• PROBLEM REQUIREMENTS
In the film review, where does Gus take Hazel with his saved "wish," and for what purpose?

• PASSAGE
Employing an interesting coping method to deal with the unyielding diagnosis, Hazel has perfected a distain for the conventional and a curiously acerbic wit mostly through the aid of her favorite book and its intriguingly unfinished characters.
At what seems like yet another eye-roll worthy misguided support meeting, Hazel meets Gus (Ansel Elgort). With a similarly biting personality, Gus has been in remission for over a year from his own form of cancer but now poses a new threat to Hazel, a challenge.
Although Hazel attempts to keep the relationship platonic, when Gus uses his saved "wish" to whisk Hazel off to Holland to meet her favorite author Van Houten (Willem Dafoe) to get the literary answers she desperately craves, they can't help but form a miraculously deep bond.
Wading through the waters of teen angst with the ever present tolling of their own mortality, the dynamic duo attempt to cram an entire lifespans worth of love, happiness and passion into the time they are granted.
Much like 2012's film Now is Good based on Jenny Downham's 2007 novel Before I die, The Fault in our stars based on John Green's novel of the same name tackles the tragic business of being young, alive and in love.
Fun, thrilling and realistic, this unforced tear-jerker is a drama that will strike a chord with teens without relying on seemly ever-present supernatural trappings of vampires and werewolves.
Having previously played brother and sister in this year's Divergent, Woodley and Elgort slightly miss on the romantic mark but have good friend chemistry. As always, Dafoe is fabulous and a master at playing characters you just loathe, while the rest of the cast is merely there to fill out space.
The Verdict: Less endearing than expected, this film does conjure genuine emotion due to its strong female lead.

• RECORD SET
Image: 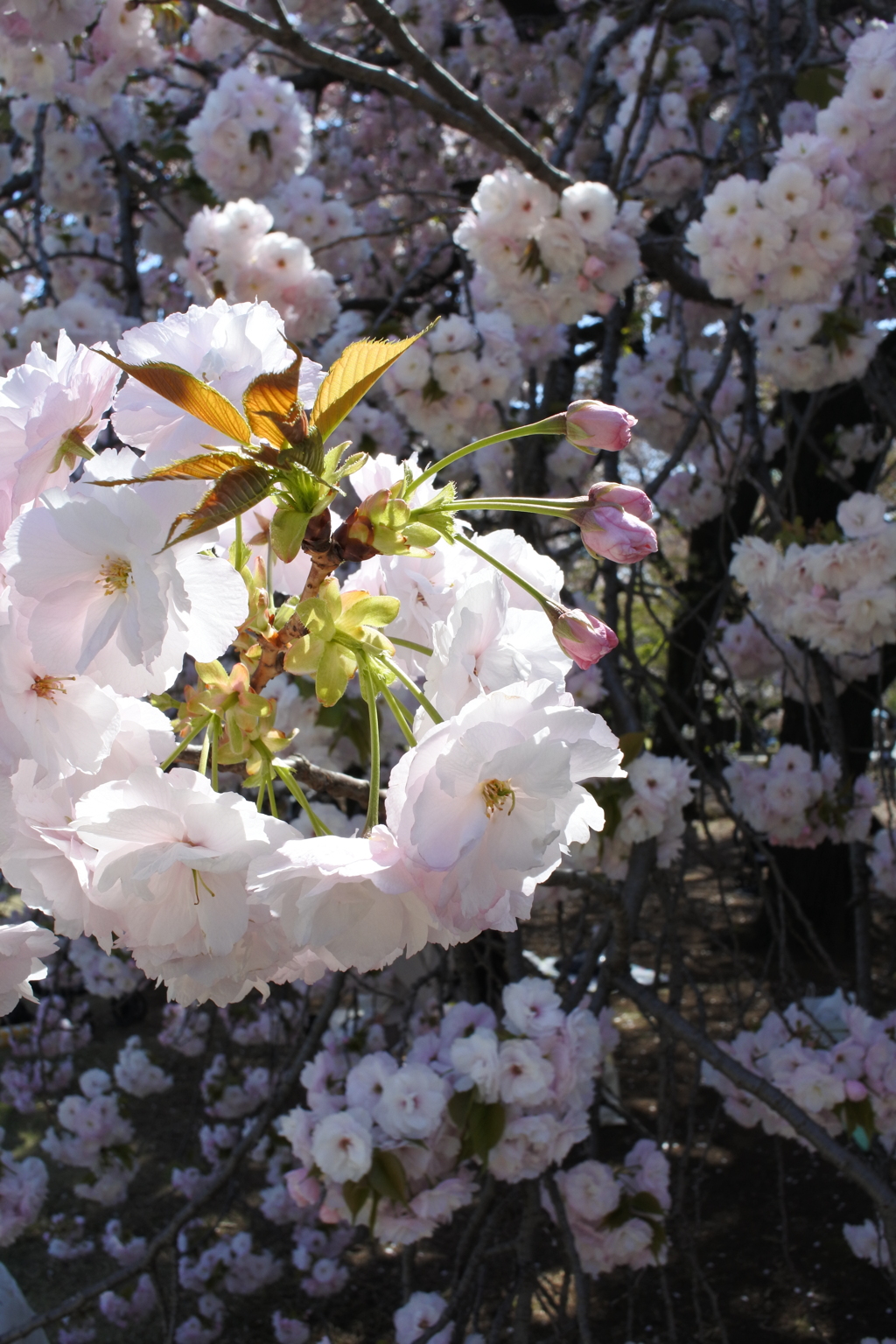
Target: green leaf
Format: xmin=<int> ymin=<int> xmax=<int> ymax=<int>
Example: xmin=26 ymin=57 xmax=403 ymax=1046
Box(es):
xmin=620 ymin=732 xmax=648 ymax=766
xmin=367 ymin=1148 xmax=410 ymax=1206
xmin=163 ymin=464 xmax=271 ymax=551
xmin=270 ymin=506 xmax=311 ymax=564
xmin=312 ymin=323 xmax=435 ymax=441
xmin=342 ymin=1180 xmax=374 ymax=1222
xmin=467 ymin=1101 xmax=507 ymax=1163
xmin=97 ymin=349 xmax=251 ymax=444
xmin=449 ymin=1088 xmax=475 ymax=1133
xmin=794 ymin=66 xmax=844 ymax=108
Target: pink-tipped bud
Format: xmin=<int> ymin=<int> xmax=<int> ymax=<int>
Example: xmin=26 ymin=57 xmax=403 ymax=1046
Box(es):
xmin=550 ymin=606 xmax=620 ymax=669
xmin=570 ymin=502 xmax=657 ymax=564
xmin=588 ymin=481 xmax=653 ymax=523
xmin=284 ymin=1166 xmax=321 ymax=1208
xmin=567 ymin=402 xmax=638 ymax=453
---
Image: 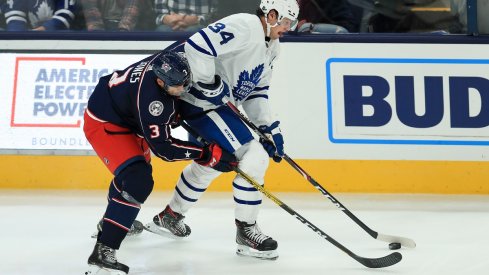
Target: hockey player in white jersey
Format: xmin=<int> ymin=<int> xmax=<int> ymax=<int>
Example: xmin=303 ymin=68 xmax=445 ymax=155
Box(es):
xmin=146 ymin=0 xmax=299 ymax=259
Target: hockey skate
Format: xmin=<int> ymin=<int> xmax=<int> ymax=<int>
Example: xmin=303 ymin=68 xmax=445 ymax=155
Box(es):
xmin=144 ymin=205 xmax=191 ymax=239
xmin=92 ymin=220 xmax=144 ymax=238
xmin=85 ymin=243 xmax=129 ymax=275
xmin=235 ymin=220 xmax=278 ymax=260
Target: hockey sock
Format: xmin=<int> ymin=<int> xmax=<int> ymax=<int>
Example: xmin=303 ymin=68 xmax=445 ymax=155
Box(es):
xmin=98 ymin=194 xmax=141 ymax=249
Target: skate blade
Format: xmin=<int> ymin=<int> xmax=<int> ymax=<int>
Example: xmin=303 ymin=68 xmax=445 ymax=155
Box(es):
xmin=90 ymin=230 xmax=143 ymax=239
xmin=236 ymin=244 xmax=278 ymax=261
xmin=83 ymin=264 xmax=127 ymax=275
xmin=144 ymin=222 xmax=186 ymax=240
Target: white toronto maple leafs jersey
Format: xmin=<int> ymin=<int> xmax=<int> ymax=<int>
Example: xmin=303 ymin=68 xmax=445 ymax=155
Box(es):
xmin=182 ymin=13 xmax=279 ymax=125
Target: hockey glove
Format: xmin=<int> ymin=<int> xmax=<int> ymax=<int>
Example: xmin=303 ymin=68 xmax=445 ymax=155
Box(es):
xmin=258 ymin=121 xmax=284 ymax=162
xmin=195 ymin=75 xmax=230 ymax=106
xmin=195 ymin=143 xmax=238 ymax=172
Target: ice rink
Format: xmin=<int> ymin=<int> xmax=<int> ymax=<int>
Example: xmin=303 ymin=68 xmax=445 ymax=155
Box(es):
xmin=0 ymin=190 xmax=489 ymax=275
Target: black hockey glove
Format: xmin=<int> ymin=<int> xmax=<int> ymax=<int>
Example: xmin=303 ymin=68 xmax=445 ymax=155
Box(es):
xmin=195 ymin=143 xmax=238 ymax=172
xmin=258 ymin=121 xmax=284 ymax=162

• EXERCISE RESPONSE
He takes her to Holland to meet her favorite author, Van Houten, so she can get the literary answers she craves.